● **INPUT ROWS**:
※

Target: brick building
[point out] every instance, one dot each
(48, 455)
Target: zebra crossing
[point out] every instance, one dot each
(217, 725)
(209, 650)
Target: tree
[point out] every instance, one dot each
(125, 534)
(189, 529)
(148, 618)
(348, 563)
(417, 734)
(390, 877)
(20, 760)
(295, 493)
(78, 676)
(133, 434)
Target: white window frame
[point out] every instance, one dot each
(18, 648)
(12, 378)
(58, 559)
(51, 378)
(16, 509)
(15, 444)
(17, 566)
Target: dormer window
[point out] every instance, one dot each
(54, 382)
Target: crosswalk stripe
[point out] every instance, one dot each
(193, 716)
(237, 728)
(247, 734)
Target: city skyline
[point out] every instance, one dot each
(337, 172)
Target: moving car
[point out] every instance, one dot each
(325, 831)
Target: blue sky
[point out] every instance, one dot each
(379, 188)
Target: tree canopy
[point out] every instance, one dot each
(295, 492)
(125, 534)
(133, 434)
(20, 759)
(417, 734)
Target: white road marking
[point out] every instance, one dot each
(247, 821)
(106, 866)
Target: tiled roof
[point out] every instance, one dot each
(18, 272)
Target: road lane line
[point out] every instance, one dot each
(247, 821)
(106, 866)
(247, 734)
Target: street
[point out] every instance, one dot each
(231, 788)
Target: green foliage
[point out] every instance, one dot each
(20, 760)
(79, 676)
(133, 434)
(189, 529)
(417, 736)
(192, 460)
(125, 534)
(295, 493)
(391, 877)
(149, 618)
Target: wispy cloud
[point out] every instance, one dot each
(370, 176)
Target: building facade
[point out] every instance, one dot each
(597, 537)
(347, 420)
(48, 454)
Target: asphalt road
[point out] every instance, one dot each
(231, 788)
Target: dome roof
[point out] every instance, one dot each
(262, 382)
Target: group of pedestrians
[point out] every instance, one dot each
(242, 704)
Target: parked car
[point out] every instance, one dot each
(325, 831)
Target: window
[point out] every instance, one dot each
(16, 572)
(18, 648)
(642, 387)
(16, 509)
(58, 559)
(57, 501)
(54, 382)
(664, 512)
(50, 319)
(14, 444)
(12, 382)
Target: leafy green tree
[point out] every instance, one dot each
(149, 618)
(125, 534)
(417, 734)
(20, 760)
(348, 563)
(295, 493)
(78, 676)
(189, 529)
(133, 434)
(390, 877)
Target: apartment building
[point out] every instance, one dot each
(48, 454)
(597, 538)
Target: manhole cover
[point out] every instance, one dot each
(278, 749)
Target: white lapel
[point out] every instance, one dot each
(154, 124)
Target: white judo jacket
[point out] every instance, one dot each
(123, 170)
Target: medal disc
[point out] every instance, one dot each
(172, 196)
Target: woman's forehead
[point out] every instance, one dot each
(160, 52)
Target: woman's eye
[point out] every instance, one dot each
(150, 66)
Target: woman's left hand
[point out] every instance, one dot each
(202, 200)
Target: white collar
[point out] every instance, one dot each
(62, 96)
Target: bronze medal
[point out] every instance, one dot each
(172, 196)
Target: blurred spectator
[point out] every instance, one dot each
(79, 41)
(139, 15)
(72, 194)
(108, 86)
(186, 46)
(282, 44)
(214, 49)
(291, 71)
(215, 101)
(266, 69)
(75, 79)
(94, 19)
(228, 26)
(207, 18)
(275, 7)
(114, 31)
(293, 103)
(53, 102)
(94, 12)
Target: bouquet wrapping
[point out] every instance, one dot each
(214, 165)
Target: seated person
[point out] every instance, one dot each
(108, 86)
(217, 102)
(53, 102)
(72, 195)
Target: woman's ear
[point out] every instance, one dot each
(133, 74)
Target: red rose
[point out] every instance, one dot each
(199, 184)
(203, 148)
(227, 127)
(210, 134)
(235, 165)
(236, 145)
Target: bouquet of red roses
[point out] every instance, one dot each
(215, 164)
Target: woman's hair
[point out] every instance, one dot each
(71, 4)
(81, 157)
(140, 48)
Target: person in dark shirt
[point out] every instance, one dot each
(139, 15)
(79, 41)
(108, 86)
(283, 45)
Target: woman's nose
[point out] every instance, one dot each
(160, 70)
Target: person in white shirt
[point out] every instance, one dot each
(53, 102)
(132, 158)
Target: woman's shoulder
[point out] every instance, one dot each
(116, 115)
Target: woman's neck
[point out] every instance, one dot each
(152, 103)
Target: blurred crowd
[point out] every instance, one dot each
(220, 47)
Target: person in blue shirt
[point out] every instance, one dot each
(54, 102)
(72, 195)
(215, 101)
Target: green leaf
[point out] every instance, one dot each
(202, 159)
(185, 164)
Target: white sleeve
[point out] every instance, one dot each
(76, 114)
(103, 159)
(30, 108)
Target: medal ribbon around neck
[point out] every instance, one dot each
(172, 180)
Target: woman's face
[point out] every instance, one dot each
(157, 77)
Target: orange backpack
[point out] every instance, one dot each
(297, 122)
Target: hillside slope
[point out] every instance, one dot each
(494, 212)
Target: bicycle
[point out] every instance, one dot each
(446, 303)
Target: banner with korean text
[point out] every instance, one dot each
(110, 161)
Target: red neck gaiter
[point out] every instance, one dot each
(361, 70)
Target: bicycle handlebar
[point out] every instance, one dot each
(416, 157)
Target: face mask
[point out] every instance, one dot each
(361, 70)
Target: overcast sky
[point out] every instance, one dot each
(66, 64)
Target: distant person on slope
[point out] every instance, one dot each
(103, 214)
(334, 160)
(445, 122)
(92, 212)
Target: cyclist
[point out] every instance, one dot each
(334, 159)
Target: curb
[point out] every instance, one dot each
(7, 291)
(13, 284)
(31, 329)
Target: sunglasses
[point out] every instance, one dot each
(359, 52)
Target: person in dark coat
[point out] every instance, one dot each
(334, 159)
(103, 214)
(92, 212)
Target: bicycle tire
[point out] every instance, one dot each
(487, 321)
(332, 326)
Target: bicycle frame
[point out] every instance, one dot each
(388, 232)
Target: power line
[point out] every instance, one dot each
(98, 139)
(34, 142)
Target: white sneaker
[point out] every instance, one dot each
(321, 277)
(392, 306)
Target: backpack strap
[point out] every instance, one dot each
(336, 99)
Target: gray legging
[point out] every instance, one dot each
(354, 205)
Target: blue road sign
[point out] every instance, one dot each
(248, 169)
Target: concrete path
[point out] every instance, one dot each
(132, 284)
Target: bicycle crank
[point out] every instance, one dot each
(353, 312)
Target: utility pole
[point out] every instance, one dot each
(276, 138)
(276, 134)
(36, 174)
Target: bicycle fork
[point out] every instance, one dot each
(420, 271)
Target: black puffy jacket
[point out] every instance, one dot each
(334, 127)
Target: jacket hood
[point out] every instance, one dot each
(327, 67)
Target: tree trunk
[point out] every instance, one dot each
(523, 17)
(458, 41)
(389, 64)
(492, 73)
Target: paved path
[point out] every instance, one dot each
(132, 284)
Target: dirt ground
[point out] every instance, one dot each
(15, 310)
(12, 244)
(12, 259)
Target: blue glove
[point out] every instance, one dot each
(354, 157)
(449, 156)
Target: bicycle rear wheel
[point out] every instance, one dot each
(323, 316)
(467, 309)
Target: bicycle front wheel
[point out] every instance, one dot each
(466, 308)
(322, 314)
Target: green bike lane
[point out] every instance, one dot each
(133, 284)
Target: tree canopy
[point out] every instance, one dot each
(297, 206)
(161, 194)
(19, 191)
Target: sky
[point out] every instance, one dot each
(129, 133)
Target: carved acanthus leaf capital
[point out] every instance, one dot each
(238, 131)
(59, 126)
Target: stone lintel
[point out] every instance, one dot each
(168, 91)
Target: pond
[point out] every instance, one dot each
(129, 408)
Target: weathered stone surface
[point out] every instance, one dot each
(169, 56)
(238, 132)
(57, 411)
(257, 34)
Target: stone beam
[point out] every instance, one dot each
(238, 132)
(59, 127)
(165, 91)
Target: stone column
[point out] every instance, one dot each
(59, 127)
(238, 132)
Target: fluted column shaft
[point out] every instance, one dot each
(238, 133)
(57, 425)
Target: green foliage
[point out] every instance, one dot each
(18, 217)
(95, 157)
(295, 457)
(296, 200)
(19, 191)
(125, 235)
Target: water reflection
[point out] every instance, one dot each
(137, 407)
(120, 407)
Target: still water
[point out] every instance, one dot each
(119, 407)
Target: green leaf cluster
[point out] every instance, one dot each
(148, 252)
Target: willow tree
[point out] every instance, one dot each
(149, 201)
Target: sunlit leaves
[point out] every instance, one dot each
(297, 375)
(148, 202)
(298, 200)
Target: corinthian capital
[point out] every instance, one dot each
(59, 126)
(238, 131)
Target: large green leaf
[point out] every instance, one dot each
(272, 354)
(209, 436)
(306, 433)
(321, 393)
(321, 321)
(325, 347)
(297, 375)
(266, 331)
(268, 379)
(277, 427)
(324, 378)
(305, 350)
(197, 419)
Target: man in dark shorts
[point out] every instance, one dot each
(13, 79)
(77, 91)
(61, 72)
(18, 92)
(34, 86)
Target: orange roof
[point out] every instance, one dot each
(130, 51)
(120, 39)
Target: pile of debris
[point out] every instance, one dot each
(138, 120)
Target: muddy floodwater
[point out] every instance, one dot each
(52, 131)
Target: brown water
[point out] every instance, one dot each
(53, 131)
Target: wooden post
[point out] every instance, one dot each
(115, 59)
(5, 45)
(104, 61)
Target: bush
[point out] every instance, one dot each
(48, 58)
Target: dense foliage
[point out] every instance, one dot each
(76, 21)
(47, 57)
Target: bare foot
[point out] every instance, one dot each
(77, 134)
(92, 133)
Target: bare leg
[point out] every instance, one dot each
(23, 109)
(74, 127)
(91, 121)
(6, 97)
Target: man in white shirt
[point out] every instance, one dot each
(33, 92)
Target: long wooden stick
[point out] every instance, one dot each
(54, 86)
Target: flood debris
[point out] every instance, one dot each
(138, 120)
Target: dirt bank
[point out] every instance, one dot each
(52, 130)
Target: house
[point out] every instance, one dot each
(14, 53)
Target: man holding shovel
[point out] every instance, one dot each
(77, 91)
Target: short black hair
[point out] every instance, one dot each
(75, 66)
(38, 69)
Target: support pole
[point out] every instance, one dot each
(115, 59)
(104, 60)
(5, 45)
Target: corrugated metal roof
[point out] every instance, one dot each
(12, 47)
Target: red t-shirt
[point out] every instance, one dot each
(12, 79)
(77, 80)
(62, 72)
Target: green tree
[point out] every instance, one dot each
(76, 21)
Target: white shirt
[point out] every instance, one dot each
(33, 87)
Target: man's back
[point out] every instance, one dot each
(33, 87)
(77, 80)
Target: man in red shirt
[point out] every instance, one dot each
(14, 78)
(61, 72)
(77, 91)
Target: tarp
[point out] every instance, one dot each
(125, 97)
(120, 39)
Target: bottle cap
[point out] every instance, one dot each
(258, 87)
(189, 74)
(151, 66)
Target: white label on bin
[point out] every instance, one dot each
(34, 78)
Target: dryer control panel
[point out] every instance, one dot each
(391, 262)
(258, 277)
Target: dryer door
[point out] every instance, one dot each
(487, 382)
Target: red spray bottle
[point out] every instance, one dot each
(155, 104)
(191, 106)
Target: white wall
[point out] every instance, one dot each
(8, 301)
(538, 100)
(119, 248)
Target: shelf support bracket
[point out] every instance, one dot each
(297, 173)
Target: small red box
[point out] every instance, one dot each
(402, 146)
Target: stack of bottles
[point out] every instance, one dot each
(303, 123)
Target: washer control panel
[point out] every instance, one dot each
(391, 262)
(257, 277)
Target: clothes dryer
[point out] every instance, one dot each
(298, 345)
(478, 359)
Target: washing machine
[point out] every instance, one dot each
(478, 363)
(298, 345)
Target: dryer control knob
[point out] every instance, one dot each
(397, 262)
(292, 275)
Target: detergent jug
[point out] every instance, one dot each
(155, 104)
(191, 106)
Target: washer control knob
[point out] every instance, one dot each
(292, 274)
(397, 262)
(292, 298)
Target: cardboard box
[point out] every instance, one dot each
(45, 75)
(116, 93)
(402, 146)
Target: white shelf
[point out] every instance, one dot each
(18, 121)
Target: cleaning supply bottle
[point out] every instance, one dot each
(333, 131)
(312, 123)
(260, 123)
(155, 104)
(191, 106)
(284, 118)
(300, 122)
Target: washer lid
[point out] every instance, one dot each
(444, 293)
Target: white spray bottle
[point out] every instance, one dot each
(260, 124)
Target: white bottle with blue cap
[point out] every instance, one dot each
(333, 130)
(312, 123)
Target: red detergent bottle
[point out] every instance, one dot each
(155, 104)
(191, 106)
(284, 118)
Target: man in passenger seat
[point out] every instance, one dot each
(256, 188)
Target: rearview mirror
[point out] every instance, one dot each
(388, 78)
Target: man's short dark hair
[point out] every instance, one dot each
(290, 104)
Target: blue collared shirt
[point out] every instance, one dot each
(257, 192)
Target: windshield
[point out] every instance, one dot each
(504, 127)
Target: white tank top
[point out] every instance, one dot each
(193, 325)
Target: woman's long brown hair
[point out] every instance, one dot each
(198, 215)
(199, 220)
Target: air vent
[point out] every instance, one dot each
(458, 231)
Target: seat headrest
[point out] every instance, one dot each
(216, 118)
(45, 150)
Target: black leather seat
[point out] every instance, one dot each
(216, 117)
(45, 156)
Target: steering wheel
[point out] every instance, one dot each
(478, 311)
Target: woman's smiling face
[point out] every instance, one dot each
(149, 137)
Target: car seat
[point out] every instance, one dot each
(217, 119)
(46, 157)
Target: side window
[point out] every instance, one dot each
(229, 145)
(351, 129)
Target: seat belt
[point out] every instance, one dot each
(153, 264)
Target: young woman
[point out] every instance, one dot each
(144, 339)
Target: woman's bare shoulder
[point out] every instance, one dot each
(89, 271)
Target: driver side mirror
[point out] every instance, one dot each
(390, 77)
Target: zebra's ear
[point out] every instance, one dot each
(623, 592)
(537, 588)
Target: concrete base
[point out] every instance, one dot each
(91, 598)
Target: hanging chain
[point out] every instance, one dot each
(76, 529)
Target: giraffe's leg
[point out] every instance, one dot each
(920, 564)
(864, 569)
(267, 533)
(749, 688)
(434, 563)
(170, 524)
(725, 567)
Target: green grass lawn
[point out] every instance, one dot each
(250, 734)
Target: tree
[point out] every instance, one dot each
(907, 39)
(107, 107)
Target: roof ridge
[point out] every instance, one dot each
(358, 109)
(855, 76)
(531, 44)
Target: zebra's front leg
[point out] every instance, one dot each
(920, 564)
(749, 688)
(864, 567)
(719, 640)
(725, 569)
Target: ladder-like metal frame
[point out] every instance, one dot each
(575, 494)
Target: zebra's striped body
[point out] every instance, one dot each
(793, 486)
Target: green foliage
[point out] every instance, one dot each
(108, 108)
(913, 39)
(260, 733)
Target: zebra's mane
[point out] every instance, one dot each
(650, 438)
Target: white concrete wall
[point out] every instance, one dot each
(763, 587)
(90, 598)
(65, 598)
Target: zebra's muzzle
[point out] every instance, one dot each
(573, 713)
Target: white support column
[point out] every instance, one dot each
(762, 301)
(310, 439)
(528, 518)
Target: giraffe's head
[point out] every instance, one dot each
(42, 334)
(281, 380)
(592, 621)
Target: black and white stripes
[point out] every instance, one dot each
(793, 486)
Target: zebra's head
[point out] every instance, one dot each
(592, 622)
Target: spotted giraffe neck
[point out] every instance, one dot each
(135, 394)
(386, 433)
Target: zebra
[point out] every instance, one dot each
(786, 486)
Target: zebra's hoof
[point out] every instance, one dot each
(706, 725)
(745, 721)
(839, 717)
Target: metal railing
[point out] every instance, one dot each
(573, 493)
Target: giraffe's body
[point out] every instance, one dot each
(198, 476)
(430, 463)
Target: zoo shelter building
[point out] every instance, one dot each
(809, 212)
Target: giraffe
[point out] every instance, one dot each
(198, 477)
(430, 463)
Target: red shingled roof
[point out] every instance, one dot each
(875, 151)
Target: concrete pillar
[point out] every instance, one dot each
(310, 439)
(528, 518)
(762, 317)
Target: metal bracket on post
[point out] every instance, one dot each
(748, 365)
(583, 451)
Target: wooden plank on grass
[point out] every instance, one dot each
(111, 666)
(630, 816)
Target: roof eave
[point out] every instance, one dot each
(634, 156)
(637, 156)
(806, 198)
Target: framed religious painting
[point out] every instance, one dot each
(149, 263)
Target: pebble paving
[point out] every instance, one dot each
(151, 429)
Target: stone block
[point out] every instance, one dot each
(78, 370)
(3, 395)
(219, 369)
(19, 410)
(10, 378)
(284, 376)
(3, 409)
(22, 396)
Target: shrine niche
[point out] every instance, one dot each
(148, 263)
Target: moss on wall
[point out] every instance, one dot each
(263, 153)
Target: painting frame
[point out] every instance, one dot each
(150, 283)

※

Reproduce the records word for word, starting with the line that contains "Target: concrete pillar" and going on through the end of the records.

● **EXERCISE OUTPUT**:
Target: concrete pillar
[point out] every instance, one dot each
(310, 439)
(528, 518)
(762, 317)
Target: metal bracket on post
[point out] every instance, one dot each
(748, 365)
(583, 451)
Target: wooden plank on grass
[point out] every instance, one dot each
(111, 666)
(630, 816)
Target: roof eave
[point out] every instance, one dot each
(634, 156)
(637, 156)
(806, 198)
Target: framed religious painting
[point out] every instance, one dot each
(149, 263)
Target: pebble paving
[point out] every instance, one dot each
(151, 429)
Target: stone block
[point out] every instance, one dot each
(78, 370)
(3, 395)
(219, 369)
(19, 410)
(10, 378)
(284, 376)
(3, 409)
(22, 396)
Target: shrine niche
[point out] every instance, one dot each
(148, 263)
Target: moss on wall
[point out] every instance, one dot each
(263, 153)
Target: painting frame
[point out] every instance, one dot each
(150, 283)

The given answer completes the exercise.